# Dataset entries:
══════

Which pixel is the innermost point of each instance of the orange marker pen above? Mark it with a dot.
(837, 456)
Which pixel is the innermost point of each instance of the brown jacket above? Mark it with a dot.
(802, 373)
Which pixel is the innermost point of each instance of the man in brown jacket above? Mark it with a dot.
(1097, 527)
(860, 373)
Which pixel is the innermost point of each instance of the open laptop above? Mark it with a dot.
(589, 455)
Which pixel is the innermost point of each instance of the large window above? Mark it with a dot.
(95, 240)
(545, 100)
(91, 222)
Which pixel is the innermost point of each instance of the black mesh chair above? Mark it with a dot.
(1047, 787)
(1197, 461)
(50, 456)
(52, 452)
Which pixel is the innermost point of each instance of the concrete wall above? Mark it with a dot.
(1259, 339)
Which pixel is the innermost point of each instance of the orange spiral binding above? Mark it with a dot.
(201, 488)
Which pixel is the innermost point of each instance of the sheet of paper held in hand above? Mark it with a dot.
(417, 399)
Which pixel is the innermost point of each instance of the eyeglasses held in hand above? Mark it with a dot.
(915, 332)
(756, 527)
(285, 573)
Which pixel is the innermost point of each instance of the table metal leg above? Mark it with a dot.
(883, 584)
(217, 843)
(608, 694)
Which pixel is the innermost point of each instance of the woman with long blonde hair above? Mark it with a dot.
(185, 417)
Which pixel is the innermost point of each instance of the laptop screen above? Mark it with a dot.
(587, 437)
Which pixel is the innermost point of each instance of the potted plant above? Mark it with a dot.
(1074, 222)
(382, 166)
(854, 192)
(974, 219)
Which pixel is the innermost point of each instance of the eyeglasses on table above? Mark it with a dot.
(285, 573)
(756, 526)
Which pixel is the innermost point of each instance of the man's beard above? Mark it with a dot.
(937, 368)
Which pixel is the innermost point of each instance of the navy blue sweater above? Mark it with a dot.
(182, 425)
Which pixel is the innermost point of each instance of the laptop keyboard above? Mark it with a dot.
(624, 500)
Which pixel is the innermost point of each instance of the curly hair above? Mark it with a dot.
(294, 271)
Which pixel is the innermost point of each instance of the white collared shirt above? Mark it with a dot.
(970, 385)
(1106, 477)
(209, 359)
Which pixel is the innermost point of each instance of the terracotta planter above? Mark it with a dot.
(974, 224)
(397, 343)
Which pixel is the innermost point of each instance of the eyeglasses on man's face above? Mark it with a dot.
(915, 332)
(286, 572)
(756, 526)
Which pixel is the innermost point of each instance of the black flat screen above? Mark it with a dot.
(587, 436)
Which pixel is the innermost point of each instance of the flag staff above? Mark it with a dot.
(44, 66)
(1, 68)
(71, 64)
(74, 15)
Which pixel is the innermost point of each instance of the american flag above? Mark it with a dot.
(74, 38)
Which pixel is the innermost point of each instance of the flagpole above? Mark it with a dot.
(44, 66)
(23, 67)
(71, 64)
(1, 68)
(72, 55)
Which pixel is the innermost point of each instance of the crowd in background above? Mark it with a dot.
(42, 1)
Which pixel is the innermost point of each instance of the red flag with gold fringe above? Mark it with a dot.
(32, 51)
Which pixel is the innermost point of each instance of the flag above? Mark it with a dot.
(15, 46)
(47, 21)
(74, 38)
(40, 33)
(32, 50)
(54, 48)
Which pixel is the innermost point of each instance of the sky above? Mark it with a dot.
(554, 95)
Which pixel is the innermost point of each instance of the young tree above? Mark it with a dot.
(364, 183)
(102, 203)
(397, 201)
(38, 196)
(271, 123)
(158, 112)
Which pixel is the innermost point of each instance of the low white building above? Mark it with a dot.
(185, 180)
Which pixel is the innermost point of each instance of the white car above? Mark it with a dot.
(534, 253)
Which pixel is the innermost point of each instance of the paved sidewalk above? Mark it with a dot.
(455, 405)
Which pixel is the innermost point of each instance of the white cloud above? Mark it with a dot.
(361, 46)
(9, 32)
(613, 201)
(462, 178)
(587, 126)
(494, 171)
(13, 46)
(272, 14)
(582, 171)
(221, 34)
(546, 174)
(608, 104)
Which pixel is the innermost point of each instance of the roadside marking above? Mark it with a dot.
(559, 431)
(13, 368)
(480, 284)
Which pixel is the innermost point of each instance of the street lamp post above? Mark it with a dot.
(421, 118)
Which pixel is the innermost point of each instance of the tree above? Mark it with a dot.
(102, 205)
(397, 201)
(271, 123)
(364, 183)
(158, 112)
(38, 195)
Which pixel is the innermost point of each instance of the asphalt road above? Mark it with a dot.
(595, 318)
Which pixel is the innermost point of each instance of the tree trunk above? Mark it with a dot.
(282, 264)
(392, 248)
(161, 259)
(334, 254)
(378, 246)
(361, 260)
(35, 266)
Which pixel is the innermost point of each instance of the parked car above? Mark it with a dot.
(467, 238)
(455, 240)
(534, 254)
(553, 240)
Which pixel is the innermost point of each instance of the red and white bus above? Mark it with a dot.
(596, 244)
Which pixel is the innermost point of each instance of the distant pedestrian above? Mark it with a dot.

══════

# The problem:
Write down every record shown above precisely.

# Result of this task:
Which pixel is the innermost point of each instance of the orange marker pen above? Mark it with a dot.
(837, 456)
Which pixel is the innermost point of each instance of the brown jacket above? Mark it with a dot.
(802, 373)
Which pixel is the innermost point of each instance of the man in brown jacket above? Mark it with a dot.
(1097, 527)
(860, 373)
Which pixel is the innermost point of each instance of the open laptop above? Mark it with a dot.
(589, 455)
Which pixel is the innermost point of each instance of the large window above? Mark it with a dot.
(95, 240)
(545, 100)
(91, 222)
Which pixel is the innermost point of each instance of the black mesh chair above? Mark it with a dot.
(1047, 787)
(1197, 461)
(50, 456)
(52, 452)
Which pixel is the innermost point of each instance of the concrete wall above? Mark it with a dot.
(1259, 339)
Which pixel is the innermost point of each instance of the orange spiral binding above? Mark it with a dot.
(201, 488)
Which pixel is the innermost point of each instance of the sheet of paper held in hand above? Mark it with a dot.
(417, 399)
Which pixel is the innermost point of each instance of the eyeglasses held in hand above? Mark it with a dot.
(915, 332)
(756, 527)
(285, 573)
Which pixel is the innermost point of each instance of the table metal leg above? Mark it with a dot.
(883, 584)
(217, 843)
(608, 694)
Which pixel is the innermost point of each instance of the woman with long blonde hair above? Mark it with a dot.
(185, 417)
Which pixel is the innermost point of each instance of the laptop screen above? Mark it with a dot.
(587, 437)
Which pixel is the innermost point of each instance of the potted plant above? Mark it with a dot.
(1074, 222)
(382, 166)
(854, 192)
(974, 219)
Which pixel is the innermost point of each instance of the eyeglasses on table above? Mark it with a dot.
(285, 573)
(756, 526)
Which pixel is the innermost point of each instance of the man's beard above? Mark it with a dot.
(937, 368)
Which pixel is the innermost point of each instance of the navy blue sweater above? Mark it with a dot.
(182, 425)
Which pixel is the innermost point of each instance of the laptop keyboard above? Mark it with a dot.
(624, 500)
Which pixel is the innermost point of each instance of the curly hair above? Mark it with a dot.
(294, 271)
Which pixel is the innermost point of each instance of the white collared shirt above? Mark it with a dot.
(970, 385)
(1106, 477)
(209, 359)
Which pixel is the innermost point of each instance of the terracotta planter above? Mark it with a dot.
(974, 224)
(397, 343)
Which pixel is the innermost point of each instance of the eyeglasses on man's face above? Mark it with a dot.
(915, 332)
(286, 572)
(756, 526)
Which pixel is the innermost point of each instance of the black flat screen above? Mark it with a dot.
(587, 436)
Which pixel is the innermost point of each instance of the flag staff above? Mark it with a dot.
(44, 66)
(1, 68)
(71, 64)
(74, 15)
Which pixel is the innermost point of each instance of the american flag above? Mark it with a dot.
(74, 38)
Which pixel is the innermost point of each instance of the flagpole above? Mark it with a dot.
(44, 66)
(23, 67)
(71, 64)
(1, 68)
(72, 55)
Which pixel is the innermost point of each instance of the crowd in background above? Mark it with a dot.
(42, 1)
Which pixel is the innermost point of each instance of the red flag with gold fringe above? Mark it with a dot.
(32, 51)
Which pixel is the innermost point of each instance of the flag above? Mark it with a dot.
(15, 46)
(47, 21)
(74, 38)
(40, 33)
(32, 50)
(54, 48)
Which pixel is the innermost point of each instance of the sky above? Mark it with a dot.
(554, 95)
Which pixel is the innermost point of each instance of the young tree above? Mark it with a dot.
(364, 183)
(102, 203)
(397, 201)
(38, 196)
(271, 123)
(158, 112)
Which pixel is the innermost point of each instance of the low white building above? Mark it with a dot.
(185, 180)
Which pixel is the innermost point of each instance of the white car above? Mark it with a dot.
(534, 253)
Which pixel is the innermost point of each instance of the paved sidewalk above? Mark it with a dot.
(455, 405)
Which pixel is the innermost point of each instance of the white cloud above? Mark it with a dot.
(361, 46)
(9, 32)
(613, 201)
(462, 178)
(587, 126)
(494, 171)
(13, 46)
(272, 14)
(582, 171)
(221, 34)
(546, 174)
(608, 104)
Which pixel is the innermost point of each instance of the roadside marking above? Mark it with a dot.
(559, 431)
(13, 368)
(480, 284)
Which pixel is the innermost point of each instance of the street lamp post above? Mark it with a dot.
(421, 118)
Which pixel is the innermost point of each instance of the tree above? Mark it with a dot.
(102, 205)
(397, 201)
(271, 123)
(364, 183)
(158, 112)
(38, 195)
Which pixel is the innermost point of each instance of the asphalt road above? Mark it with a dot.
(595, 318)
Which pixel is the innermost point of each instance of the tree trunk above? Mark it with a dot.
(282, 264)
(392, 248)
(161, 259)
(334, 254)
(378, 246)
(361, 260)
(35, 266)
Which pixel is the innermost point of each instance of the parked car above? Mark it with a dot.
(467, 238)
(455, 240)
(534, 254)
(553, 240)
Which pixel is the innermost point of each instance of the red and white bus above? Mark it with a dot.
(596, 244)
Which pixel is the innermost point of each instance of the distant pedestrian above? Mark it with a dot.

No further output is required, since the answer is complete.